## [About this exercise]
Exactly the lines from the one holding "Query: grass patch" through the final line of the data are wanted, copied as written.
** Extracted records follows **
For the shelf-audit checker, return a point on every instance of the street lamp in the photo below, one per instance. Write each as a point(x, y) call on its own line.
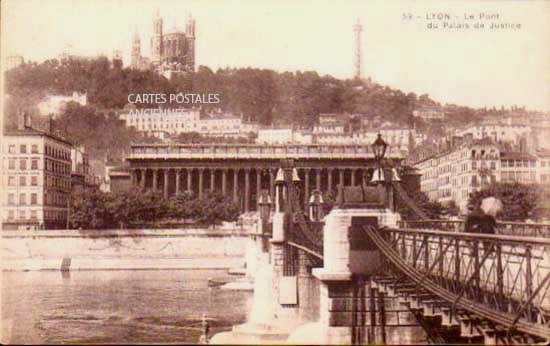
point(379, 149)
point(316, 203)
point(264, 204)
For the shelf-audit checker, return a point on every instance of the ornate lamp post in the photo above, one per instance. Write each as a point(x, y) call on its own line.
point(264, 205)
point(286, 179)
point(379, 149)
point(316, 203)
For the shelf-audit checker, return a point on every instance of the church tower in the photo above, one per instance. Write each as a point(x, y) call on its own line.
point(156, 40)
point(136, 51)
point(357, 68)
point(190, 33)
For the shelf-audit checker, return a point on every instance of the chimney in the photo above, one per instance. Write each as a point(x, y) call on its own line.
point(50, 125)
point(20, 120)
point(27, 120)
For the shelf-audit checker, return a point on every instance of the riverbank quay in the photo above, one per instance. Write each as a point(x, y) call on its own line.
point(130, 249)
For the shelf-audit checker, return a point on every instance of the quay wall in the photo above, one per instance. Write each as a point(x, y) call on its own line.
point(123, 249)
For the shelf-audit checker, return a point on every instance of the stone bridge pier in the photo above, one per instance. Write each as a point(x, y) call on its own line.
point(352, 308)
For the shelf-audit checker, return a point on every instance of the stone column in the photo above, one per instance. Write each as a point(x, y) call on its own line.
point(246, 189)
point(318, 179)
point(178, 181)
point(201, 176)
point(306, 187)
point(329, 173)
point(224, 181)
point(235, 184)
point(258, 185)
point(142, 181)
point(189, 176)
point(166, 171)
point(155, 177)
point(212, 179)
point(272, 183)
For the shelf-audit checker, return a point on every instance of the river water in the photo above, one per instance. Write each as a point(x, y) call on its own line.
point(126, 306)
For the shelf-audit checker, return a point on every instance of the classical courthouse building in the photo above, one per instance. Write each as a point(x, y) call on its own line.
point(36, 178)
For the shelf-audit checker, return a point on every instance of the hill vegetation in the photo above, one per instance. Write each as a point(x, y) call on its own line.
point(260, 95)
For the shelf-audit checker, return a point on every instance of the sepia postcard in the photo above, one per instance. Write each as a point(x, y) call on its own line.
point(274, 172)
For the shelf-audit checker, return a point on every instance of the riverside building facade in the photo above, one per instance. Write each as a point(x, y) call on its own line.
point(36, 179)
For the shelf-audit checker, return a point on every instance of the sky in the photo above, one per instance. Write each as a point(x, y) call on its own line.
point(466, 66)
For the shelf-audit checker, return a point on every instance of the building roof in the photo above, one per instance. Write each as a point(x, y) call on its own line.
point(516, 155)
point(34, 132)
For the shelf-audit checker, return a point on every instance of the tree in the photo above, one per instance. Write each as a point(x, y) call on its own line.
point(519, 200)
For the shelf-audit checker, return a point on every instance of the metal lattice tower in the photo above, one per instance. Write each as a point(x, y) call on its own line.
point(357, 28)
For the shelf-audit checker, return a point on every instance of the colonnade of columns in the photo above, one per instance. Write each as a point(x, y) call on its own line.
point(240, 181)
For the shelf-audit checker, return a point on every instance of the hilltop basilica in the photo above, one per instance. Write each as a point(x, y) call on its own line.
point(171, 52)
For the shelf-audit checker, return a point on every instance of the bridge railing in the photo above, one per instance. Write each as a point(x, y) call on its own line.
point(254, 151)
point(506, 277)
point(503, 228)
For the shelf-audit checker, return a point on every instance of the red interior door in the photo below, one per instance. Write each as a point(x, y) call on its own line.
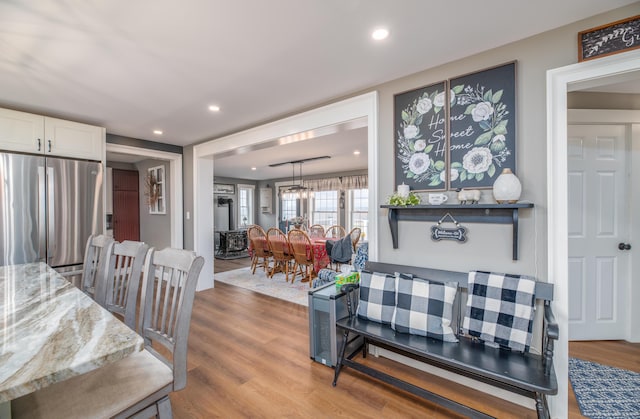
point(126, 205)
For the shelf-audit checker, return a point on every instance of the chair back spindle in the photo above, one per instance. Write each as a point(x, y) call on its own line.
point(169, 284)
point(119, 292)
point(94, 268)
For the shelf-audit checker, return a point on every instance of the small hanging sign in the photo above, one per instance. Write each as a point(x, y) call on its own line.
point(442, 233)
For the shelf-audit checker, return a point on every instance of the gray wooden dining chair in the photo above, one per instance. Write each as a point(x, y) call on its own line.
point(138, 385)
point(94, 268)
point(118, 292)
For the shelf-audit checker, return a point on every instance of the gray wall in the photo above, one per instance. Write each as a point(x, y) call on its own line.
point(598, 100)
point(187, 192)
point(154, 228)
point(488, 245)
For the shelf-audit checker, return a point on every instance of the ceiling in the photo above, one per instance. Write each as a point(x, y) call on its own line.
point(135, 67)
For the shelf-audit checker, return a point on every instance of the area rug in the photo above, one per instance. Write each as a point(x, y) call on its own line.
point(605, 392)
point(277, 287)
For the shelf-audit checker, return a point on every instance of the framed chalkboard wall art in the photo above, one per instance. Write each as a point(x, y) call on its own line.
point(622, 35)
point(482, 126)
point(420, 137)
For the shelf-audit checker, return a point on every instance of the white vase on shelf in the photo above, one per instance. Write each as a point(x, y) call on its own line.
point(507, 188)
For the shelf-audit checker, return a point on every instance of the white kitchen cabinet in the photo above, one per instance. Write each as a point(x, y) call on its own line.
point(73, 139)
point(266, 199)
point(21, 131)
point(29, 133)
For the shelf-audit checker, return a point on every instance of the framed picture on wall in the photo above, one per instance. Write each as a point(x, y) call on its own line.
point(154, 190)
point(482, 126)
point(420, 150)
point(224, 188)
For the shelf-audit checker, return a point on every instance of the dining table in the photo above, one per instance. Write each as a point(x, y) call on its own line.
point(51, 331)
point(318, 247)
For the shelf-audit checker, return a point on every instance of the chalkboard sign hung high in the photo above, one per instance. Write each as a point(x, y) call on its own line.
point(622, 35)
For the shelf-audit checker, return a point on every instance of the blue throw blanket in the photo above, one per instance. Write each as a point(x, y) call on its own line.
point(500, 309)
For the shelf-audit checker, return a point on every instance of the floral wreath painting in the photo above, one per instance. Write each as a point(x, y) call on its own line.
point(482, 127)
point(420, 140)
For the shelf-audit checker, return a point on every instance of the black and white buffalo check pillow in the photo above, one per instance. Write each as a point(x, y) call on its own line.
point(500, 309)
point(424, 308)
point(377, 297)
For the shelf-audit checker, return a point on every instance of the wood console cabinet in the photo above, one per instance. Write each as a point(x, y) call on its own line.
point(29, 133)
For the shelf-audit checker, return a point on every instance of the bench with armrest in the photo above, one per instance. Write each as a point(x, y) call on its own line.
point(521, 372)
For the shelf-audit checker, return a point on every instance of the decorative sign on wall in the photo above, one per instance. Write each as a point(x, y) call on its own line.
point(420, 140)
point(612, 38)
point(457, 233)
point(457, 134)
point(482, 126)
point(154, 190)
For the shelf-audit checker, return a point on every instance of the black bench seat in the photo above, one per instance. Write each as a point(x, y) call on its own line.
point(528, 374)
point(499, 367)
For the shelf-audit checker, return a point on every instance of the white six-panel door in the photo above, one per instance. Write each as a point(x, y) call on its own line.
point(598, 223)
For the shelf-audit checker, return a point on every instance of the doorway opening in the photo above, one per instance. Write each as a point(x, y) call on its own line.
point(559, 82)
point(299, 127)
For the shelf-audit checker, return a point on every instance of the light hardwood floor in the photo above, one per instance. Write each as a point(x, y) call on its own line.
point(249, 357)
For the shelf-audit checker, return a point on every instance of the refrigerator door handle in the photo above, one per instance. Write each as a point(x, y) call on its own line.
point(42, 219)
point(51, 225)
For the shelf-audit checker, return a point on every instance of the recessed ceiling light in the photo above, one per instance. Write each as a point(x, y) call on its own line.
point(380, 34)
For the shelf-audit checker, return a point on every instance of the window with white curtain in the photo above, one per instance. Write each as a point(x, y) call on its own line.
point(358, 210)
point(288, 206)
point(325, 208)
point(245, 205)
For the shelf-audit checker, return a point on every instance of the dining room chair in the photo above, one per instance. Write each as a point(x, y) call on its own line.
point(280, 251)
point(139, 384)
point(94, 266)
point(303, 257)
point(355, 234)
point(316, 230)
point(335, 232)
point(259, 248)
point(118, 293)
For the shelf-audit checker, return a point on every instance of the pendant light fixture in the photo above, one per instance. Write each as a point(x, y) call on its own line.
point(297, 191)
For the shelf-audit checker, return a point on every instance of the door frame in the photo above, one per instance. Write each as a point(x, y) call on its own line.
point(294, 128)
point(559, 82)
point(626, 119)
point(175, 181)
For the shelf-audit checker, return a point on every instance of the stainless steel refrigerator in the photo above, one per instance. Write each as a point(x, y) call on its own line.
point(48, 209)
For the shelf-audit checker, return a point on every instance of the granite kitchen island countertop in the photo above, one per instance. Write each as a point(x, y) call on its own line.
point(51, 331)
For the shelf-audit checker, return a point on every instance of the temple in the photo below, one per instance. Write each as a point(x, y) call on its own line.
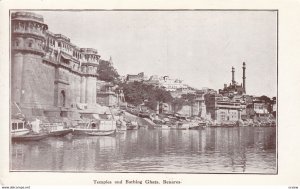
point(234, 88)
point(51, 76)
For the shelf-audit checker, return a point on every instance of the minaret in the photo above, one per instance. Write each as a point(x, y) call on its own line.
point(244, 77)
point(233, 82)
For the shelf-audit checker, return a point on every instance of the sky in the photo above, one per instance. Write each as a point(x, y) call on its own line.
point(199, 47)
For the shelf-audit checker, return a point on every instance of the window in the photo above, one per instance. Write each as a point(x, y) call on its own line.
point(14, 126)
point(20, 125)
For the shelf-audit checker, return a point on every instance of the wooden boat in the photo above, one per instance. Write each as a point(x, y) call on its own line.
point(56, 129)
point(30, 137)
point(18, 128)
point(165, 127)
point(101, 133)
point(96, 128)
point(132, 125)
point(61, 132)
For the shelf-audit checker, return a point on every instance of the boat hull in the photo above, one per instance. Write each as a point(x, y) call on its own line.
point(62, 132)
point(94, 132)
point(30, 137)
point(195, 127)
point(20, 132)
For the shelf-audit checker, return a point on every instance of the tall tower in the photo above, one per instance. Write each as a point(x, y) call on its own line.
point(233, 81)
point(28, 37)
point(244, 77)
point(89, 66)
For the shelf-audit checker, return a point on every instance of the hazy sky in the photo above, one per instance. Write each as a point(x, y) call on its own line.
point(199, 47)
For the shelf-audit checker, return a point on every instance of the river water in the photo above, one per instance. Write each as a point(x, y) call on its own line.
point(210, 150)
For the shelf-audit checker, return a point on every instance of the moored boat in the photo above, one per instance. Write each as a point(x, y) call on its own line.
point(132, 125)
point(56, 129)
point(30, 137)
point(96, 128)
point(101, 133)
point(18, 128)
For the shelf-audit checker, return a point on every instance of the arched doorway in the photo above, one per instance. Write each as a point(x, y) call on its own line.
point(63, 98)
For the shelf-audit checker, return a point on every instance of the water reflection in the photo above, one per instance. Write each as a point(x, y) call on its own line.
point(215, 150)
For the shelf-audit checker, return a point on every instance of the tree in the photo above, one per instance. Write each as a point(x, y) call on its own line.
point(106, 72)
point(137, 93)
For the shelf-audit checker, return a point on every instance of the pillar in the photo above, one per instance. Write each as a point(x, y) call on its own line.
point(17, 75)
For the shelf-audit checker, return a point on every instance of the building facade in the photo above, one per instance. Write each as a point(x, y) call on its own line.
point(48, 72)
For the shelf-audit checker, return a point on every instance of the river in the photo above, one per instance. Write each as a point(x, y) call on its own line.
point(210, 150)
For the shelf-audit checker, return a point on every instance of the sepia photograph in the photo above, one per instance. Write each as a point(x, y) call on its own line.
point(189, 91)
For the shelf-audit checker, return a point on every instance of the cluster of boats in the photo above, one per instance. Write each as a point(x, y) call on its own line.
point(23, 131)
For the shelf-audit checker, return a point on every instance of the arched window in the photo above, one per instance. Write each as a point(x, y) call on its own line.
point(63, 98)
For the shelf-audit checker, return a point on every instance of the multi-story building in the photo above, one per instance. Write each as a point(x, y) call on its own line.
point(223, 109)
point(139, 77)
point(50, 74)
point(234, 88)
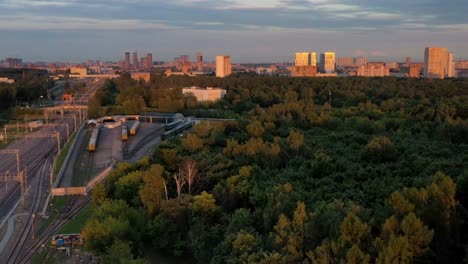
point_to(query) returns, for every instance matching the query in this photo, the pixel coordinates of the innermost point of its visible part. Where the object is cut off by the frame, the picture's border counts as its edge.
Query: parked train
(67, 240)
(94, 138)
(175, 131)
(134, 128)
(173, 125)
(124, 133)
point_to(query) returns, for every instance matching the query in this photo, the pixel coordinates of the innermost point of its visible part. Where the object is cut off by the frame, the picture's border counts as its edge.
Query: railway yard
(27, 222)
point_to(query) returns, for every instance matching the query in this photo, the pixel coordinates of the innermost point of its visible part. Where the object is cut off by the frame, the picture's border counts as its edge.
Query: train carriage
(124, 133)
(134, 128)
(94, 139)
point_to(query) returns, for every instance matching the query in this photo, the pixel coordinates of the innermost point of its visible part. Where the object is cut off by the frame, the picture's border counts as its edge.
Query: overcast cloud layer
(248, 30)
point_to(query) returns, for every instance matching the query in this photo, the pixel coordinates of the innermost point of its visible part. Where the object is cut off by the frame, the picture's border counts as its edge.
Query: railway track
(26, 232)
(127, 155)
(75, 204)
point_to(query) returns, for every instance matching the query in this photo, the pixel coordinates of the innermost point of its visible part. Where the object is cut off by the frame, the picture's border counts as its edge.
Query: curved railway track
(74, 205)
(26, 232)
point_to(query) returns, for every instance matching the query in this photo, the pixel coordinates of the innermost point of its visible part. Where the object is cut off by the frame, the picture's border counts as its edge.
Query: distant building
(360, 61)
(135, 61)
(344, 62)
(203, 95)
(305, 59)
(6, 80)
(435, 61)
(223, 66)
(461, 65)
(127, 60)
(392, 65)
(327, 62)
(199, 61)
(140, 75)
(149, 61)
(13, 62)
(266, 71)
(373, 70)
(450, 65)
(414, 71)
(82, 71)
(303, 71)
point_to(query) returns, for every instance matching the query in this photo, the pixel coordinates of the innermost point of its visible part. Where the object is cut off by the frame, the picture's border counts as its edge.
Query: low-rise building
(205, 94)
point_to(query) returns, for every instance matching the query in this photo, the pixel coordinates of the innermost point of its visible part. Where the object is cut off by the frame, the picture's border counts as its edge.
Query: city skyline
(250, 31)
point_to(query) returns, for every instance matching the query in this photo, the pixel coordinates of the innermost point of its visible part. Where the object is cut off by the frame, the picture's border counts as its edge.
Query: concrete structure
(360, 61)
(327, 62)
(435, 61)
(392, 65)
(373, 70)
(223, 66)
(81, 71)
(149, 60)
(6, 80)
(344, 62)
(302, 59)
(140, 75)
(303, 71)
(414, 71)
(202, 94)
(127, 60)
(266, 71)
(461, 65)
(199, 61)
(135, 61)
(450, 66)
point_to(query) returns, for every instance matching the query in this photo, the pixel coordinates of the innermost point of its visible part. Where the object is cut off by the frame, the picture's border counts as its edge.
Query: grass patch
(78, 222)
(63, 154)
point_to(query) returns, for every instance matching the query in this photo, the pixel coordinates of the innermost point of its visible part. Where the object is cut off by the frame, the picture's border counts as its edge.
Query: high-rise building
(435, 62)
(327, 62)
(360, 61)
(344, 62)
(450, 66)
(135, 60)
(223, 66)
(302, 59)
(375, 69)
(414, 71)
(127, 60)
(199, 61)
(149, 61)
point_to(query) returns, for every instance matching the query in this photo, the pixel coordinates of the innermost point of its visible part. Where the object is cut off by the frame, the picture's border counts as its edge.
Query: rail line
(76, 204)
(25, 234)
** End of Extracted records **
## [Output]
Query: grass patch
(78, 222)
(63, 154)
point_to(query) returns, for every instance matching the query in this photo, the pixel coordinates of the innermost point of its visible part. Where the object is cut off by the frame, the picture's border counts as its edge.
Query: high-rise building
(435, 62)
(327, 62)
(360, 61)
(344, 62)
(450, 66)
(135, 60)
(223, 66)
(302, 59)
(375, 69)
(414, 71)
(127, 60)
(199, 61)
(149, 61)
point_to(query) returns, for every instance matching the query in this photo, the pixel coordinates of the innermost point of its visible part. Where the object is cut off by the frame, the picture's border counts as its edge.
Query: rail line
(76, 204)
(25, 234)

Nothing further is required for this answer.